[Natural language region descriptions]
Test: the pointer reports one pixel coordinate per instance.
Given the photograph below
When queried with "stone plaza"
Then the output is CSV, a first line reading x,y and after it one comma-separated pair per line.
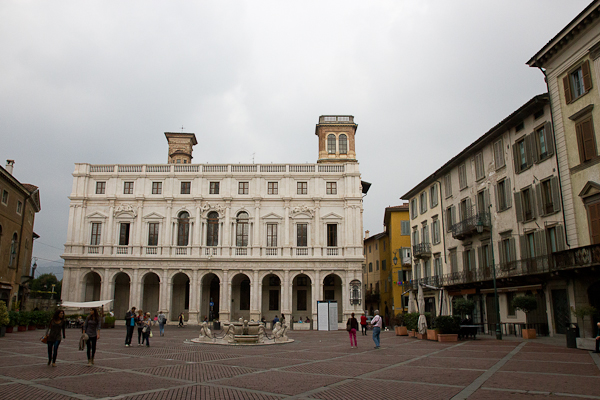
x,y
317,365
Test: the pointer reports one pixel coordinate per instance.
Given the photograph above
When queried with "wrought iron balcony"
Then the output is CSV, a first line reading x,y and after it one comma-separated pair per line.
x,y
422,250
468,226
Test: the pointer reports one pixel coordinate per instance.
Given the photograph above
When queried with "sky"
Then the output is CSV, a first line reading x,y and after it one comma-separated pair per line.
x,y
100,82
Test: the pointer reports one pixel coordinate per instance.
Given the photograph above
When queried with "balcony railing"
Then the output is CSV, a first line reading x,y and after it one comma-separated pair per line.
x,y
468,226
422,250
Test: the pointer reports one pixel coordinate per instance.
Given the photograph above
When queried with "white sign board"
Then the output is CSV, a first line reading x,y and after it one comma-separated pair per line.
x,y
323,316
333,316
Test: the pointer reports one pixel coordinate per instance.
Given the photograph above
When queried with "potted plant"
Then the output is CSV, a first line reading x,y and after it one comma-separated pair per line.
x,y
448,327
526,304
400,328
582,312
4,320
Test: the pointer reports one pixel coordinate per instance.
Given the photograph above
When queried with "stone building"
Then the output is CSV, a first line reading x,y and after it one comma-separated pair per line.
x,y
221,241
19,202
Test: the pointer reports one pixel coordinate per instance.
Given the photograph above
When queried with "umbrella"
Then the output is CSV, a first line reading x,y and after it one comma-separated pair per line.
x,y
422,320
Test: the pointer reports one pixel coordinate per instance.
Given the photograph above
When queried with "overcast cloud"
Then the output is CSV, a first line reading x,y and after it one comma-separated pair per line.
x,y
99,82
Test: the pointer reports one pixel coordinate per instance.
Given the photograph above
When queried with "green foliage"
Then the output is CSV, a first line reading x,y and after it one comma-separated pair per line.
x,y
525,303
463,307
4,320
448,324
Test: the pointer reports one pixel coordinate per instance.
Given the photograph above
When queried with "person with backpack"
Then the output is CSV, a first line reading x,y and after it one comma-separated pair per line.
x,y
162,320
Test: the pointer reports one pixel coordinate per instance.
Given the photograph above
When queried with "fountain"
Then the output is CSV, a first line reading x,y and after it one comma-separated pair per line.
x,y
244,333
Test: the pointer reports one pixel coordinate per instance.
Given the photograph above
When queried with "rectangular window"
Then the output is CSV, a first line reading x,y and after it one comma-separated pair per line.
x,y
100,187
153,233
462,176
499,154
273,300
404,229
479,167
331,188
96,234
331,235
302,235
271,235
302,187
433,196
127,187
272,188
586,140
124,234
301,300
186,187
448,185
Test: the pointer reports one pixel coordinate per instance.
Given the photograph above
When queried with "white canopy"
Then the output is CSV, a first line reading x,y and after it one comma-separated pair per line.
x,y
85,304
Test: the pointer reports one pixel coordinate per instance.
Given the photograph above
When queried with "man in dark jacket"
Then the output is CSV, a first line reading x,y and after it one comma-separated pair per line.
x,y
130,324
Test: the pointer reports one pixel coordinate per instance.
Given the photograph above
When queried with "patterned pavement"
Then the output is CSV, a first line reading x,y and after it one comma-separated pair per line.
x,y
318,365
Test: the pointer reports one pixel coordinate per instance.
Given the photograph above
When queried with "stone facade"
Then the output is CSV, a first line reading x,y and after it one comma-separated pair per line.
x,y
221,241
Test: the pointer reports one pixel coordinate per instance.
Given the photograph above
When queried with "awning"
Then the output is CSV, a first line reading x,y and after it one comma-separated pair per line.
x,y
85,304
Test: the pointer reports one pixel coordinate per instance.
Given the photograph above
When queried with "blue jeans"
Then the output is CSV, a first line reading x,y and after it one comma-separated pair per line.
x,y
376,332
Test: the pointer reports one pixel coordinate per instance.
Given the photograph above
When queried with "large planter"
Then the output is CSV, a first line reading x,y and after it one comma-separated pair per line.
x,y
401,331
528,333
432,334
447,337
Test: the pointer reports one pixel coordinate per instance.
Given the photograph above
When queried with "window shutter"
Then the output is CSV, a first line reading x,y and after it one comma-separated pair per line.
x,y
516,158
523,245
567,88
549,134
540,202
518,208
555,194
587,77
508,192
560,238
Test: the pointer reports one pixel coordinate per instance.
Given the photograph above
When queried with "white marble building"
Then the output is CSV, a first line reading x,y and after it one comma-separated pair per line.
x,y
252,240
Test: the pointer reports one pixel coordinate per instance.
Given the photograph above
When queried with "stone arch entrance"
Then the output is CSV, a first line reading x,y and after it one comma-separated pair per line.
x,y
92,284
271,297
240,297
302,297
211,293
332,290
121,295
150,293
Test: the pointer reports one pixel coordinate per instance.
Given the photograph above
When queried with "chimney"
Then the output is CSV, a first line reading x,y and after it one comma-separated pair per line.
x,y
9,165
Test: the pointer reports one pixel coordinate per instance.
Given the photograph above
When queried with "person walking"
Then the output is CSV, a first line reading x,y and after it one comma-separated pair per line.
x,y
57,324
162,320
130,325
91,327
363,324
140,324
376,322
352,327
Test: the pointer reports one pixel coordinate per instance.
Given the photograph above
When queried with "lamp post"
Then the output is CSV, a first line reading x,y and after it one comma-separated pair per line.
x,y
480,230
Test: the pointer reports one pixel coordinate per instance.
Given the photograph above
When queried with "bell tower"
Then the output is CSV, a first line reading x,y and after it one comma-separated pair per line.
x,y
336,138
180,147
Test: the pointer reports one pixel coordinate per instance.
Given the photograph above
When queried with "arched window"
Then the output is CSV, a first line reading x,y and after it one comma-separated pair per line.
x,y
343,144
212,235
241,233
183,230
331,144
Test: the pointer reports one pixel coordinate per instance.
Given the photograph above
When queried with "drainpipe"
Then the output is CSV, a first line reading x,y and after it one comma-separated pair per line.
x,y
562,202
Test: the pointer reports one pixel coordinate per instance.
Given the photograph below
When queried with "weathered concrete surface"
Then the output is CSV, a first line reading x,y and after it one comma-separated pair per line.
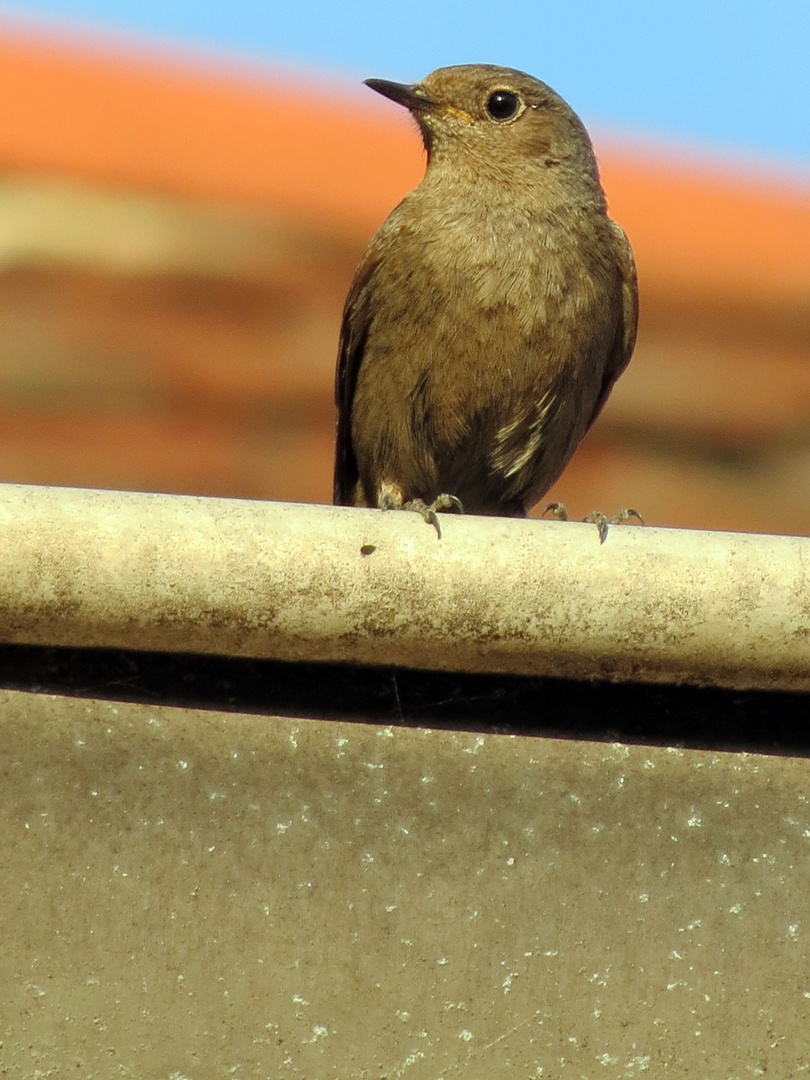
x,y
320,583
196,894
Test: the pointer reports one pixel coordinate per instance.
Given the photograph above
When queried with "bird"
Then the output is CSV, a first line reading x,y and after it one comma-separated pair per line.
x,y
493,311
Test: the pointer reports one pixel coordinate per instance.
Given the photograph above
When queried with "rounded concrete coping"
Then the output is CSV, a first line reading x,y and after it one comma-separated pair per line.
x,y
176,574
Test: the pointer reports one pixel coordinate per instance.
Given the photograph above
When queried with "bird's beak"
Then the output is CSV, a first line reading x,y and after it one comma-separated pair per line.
x,y
413,97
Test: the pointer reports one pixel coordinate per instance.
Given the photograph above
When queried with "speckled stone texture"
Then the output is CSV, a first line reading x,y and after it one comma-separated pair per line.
x,y
199,894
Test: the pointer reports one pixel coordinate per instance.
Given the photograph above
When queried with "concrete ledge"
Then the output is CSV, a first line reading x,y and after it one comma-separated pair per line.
x,y
300,582
205,894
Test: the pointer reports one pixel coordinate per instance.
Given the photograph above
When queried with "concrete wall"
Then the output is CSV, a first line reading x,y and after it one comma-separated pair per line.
x,y
192,893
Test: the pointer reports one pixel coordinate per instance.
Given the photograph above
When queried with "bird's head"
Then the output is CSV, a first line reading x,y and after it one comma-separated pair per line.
x,y
501,119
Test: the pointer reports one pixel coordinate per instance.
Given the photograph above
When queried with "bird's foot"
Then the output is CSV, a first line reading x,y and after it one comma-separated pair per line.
x,y
596,517
430,511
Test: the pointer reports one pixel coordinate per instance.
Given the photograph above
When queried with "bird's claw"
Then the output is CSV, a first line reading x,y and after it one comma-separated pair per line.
x,y
596,517
430,511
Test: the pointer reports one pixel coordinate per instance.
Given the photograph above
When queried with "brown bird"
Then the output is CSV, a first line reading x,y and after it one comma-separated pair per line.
x,y
491,313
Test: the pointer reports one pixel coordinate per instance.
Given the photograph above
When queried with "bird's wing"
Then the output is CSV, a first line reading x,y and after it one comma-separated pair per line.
x,y
625,335
353,335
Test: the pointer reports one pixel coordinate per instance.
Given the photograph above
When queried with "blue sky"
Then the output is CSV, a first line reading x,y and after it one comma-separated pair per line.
x,y
725,77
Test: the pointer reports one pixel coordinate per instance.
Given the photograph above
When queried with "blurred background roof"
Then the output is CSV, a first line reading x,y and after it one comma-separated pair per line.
x,y
725,77
185,192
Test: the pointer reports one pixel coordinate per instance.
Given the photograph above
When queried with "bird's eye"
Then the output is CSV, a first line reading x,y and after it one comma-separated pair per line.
x,y
502,105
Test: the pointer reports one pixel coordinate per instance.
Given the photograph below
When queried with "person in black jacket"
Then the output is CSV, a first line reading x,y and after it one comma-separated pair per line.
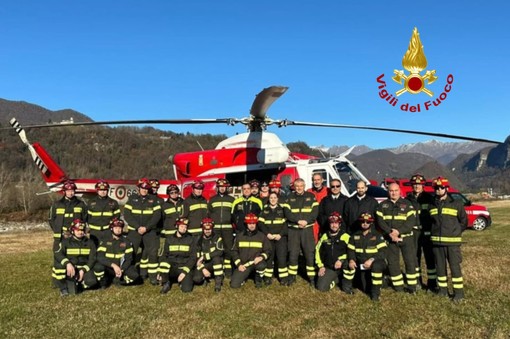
x,y
331,257
449,220
365,253
357,204
273,224
250,252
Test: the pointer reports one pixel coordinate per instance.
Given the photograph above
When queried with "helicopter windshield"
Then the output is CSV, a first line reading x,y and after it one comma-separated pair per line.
x,y
349,175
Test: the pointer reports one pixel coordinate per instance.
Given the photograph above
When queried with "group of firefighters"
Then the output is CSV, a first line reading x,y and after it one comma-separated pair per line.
x,y
344,241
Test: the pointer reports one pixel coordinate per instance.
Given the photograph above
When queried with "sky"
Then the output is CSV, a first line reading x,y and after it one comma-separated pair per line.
x,y
115,60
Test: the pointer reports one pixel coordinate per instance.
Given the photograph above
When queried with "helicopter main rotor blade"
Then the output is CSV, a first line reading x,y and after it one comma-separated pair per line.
x,y
283,123
136,122
265,99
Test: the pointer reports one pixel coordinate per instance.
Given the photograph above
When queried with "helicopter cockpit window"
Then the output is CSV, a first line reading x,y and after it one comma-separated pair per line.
x,y
349,177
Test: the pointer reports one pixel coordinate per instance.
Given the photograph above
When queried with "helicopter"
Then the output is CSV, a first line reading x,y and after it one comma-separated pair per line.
x,y
256,154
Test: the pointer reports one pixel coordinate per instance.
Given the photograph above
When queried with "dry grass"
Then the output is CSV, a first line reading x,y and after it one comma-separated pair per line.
x,y
32,309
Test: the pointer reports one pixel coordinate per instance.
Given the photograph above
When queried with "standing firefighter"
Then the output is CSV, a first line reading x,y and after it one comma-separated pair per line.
x,y
178,259
250,252
210,256
366,255
115,258
421,201
194,208
396,218
301,210
274,225
449,220
101,210
78,255
142,213
220,211
62,214
331,257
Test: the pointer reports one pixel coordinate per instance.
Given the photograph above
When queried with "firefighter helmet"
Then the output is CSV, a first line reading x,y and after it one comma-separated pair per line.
x,y
198,184
144,183
251,218
366,217
207,223
116,222
417,179
69,185
222,183
440,182
154,183
275,183
335,217
172,188
102,185
77,224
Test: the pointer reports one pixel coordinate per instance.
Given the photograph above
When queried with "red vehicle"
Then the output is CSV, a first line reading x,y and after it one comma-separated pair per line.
x,y
479,217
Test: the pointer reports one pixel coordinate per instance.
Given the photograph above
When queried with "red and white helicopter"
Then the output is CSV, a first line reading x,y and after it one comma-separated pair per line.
x,y
256,154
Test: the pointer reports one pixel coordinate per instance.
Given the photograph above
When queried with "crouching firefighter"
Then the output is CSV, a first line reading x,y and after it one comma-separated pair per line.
x,y
178,259
331,257
210,256
115,258
366,255
250,252
77,255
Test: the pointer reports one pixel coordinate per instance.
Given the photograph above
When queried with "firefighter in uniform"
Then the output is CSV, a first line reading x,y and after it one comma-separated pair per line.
x,y
449,220
250,252
273,224
365,253
421,201
396,218
210,256
62,214
178,259
333,202
78,255
194,209
242,206
101,210
116,258
172,209
357,204
331,257
220,211
142,213
301,211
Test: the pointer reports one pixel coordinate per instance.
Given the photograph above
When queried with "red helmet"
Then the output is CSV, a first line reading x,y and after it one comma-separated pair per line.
x,y
366,217
69,185
154,183
207,223
181,221
77,224
251,218
172,188
144,183
417,179
275,183
102,185
335,217
440,181
222,183
115,222
198,184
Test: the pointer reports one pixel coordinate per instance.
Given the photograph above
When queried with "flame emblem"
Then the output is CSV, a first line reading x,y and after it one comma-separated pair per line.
x,y
414,61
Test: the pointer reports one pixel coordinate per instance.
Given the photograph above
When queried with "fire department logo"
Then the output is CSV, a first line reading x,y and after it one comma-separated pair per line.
x,y
414,81
415,62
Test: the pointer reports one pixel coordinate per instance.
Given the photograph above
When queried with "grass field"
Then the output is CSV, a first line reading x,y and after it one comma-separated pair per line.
x,y
31,308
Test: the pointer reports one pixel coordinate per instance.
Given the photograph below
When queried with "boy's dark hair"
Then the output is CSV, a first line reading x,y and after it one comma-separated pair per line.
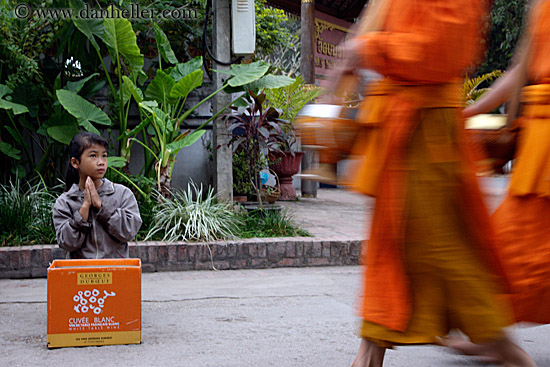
x,y
78,145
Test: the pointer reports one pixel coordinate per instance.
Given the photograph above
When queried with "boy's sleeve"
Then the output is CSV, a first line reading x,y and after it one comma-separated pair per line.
x,y
70,229
121,222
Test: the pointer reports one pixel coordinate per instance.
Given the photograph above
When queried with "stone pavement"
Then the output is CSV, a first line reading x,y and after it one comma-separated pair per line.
x,y
338,220
285,317
335,213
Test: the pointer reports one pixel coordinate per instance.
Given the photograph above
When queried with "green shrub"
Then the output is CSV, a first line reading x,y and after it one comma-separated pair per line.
x,y
193,215
263,223
26,214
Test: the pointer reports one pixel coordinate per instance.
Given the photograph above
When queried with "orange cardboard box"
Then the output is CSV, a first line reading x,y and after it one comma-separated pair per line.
x,y
94,302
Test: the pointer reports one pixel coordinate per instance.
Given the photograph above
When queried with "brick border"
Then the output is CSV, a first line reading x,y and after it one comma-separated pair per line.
x,y
255,253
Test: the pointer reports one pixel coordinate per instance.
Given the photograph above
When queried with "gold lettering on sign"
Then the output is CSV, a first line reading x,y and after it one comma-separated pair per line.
x,y
323,25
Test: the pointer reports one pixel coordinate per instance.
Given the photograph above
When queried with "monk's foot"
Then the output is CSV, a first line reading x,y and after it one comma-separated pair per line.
x,y
484,353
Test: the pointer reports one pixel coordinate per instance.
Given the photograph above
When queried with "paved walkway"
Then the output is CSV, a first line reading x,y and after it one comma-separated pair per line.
x,y
286,317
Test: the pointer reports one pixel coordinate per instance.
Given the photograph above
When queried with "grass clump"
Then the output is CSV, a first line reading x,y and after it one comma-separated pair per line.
x,y
261,223
193,215
26,214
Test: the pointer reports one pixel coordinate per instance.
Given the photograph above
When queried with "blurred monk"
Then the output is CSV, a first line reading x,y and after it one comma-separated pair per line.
x,y
522,222
430,262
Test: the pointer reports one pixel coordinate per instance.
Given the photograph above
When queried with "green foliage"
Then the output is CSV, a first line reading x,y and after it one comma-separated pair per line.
x,y
270,30
290,99
26,214
193,215
264,223
241,179
507,21
472,86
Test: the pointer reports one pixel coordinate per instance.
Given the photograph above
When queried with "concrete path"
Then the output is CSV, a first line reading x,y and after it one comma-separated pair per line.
x,y
272,317
342,214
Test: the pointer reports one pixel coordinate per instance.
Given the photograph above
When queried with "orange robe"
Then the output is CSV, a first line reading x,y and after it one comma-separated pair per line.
x,y
522,222
424,48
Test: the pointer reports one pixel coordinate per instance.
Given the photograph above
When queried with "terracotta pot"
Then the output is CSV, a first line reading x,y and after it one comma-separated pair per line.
x,y
287,166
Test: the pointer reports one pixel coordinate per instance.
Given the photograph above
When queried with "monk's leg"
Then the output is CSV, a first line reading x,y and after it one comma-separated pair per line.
x,y
369,355
503,351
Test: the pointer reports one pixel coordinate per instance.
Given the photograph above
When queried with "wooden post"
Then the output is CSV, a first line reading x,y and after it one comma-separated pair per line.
x,y
307,69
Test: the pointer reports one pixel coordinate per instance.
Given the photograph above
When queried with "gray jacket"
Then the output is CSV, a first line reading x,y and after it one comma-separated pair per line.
x,y
107,231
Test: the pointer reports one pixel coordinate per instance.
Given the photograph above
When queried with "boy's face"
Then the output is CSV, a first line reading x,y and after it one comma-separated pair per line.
x,y
93,162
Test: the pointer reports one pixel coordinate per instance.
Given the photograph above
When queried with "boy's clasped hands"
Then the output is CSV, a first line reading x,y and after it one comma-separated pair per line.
x,y
91,197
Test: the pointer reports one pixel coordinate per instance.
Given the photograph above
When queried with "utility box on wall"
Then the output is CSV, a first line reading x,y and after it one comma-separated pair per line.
x,y
243,27
94,302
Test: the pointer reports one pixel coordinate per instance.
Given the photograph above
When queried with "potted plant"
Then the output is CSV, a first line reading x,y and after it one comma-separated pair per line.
x,y
286,160
255,133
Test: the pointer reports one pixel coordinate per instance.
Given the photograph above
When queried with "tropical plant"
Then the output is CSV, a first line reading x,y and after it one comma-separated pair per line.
x,y
241,180
193,215
506,23
472,89
257,132
289,100
26,214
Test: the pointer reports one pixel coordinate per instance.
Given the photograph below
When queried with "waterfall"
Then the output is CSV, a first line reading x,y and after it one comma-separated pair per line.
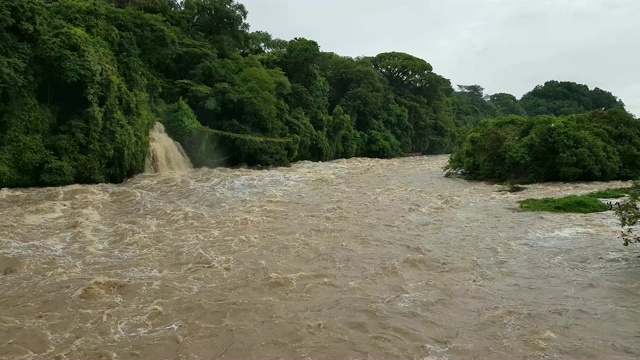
x,y
165,155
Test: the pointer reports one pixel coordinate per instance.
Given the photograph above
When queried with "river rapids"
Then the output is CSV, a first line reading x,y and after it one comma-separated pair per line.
x,y
349,259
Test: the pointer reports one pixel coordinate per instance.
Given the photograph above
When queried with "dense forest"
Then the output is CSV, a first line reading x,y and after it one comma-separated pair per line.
x,y
83,81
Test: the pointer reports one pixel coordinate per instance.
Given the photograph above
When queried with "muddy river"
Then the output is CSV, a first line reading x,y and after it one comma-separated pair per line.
x,y
350,259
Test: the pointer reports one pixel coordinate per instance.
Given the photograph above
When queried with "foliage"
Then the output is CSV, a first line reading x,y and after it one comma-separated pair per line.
x,y
83,81
628,214
569,204
610,193
560,98
585,147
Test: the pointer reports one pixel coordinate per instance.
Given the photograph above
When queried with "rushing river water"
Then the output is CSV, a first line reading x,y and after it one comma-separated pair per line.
x,y
357,258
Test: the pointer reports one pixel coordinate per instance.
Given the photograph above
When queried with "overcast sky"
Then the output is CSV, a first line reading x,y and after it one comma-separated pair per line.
x,y
502,45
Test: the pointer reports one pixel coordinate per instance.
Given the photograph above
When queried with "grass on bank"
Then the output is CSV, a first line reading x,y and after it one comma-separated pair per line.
x,y
584,204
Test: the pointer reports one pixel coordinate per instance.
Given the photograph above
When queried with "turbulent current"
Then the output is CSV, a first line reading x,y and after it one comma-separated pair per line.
x,y
165,155
356,258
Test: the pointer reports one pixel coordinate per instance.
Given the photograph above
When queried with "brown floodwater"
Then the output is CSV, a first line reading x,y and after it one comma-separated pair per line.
x,y
358,258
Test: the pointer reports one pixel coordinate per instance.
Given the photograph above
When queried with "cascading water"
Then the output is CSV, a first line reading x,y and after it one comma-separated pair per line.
x,y
348,259
165,154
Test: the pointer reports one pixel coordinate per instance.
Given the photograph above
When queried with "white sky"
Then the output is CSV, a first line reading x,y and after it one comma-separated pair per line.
x,y
503,45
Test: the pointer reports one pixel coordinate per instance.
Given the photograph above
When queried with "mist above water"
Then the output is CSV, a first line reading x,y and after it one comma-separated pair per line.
x,y
165,154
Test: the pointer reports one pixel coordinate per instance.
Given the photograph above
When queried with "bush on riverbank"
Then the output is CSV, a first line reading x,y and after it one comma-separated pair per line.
x,y
82,83
569,204
598,146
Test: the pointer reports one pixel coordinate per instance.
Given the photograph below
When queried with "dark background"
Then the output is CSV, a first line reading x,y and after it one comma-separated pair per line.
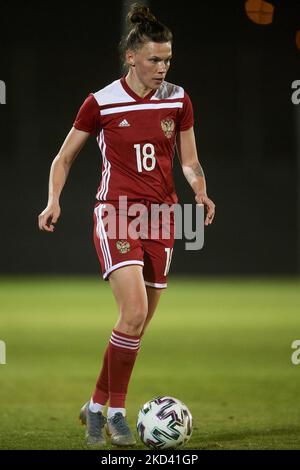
x,y
239,77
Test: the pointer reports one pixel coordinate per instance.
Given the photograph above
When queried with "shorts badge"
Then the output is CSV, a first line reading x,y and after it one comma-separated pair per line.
x,y
123,246
168,126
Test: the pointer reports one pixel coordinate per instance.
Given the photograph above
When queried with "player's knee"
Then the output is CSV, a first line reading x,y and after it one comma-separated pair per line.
x,y
135,316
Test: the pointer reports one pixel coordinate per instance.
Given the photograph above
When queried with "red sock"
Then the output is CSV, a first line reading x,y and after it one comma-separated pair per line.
x,y
101,393
122,352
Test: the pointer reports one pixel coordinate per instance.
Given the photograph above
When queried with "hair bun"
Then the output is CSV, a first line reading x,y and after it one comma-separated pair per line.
x,y
140,14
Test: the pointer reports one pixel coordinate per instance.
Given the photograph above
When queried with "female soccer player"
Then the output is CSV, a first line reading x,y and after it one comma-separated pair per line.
x,y
137,121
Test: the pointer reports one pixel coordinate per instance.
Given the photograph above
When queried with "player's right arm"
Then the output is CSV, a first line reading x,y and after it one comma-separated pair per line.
x,y
59,171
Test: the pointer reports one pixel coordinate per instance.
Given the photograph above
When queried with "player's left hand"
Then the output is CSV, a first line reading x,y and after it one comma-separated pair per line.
x,y
209,206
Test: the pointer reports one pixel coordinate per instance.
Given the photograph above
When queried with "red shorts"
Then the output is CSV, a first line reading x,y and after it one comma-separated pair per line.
x,y
135,236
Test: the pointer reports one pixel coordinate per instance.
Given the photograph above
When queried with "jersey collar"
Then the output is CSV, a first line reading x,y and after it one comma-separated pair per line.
x,y
133,95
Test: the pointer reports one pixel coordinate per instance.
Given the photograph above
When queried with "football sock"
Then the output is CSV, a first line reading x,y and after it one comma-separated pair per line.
x,y
122,353
95,407
101,395
112,411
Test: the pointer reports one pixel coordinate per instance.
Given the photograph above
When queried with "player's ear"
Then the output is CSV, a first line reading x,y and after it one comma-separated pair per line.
x,y
130,58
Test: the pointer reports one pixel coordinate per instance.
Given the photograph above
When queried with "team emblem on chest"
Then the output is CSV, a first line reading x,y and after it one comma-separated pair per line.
x,y
123,246
168,126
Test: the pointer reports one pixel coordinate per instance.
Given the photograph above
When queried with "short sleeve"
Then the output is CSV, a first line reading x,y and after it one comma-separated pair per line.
x,y
186,117
88,117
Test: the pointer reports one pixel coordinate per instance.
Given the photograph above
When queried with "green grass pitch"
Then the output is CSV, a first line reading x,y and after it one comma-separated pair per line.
x,y
221,346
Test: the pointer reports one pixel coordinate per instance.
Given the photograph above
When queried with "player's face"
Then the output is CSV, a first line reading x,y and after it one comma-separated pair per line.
x,y
151,63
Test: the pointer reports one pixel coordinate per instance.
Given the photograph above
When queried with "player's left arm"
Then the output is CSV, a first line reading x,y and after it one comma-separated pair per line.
x,y
193,172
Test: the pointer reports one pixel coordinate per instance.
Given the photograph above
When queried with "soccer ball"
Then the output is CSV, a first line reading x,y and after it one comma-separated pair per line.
x,y
164,423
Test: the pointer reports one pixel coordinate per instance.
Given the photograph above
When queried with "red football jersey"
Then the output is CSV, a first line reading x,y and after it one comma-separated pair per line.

What you are asked to do:
Whenever the word "sleeve" shows up in a line of the entries above, copy that line.

Answer:
When queried with "boy's sleeve"
When queried with "short sleeve"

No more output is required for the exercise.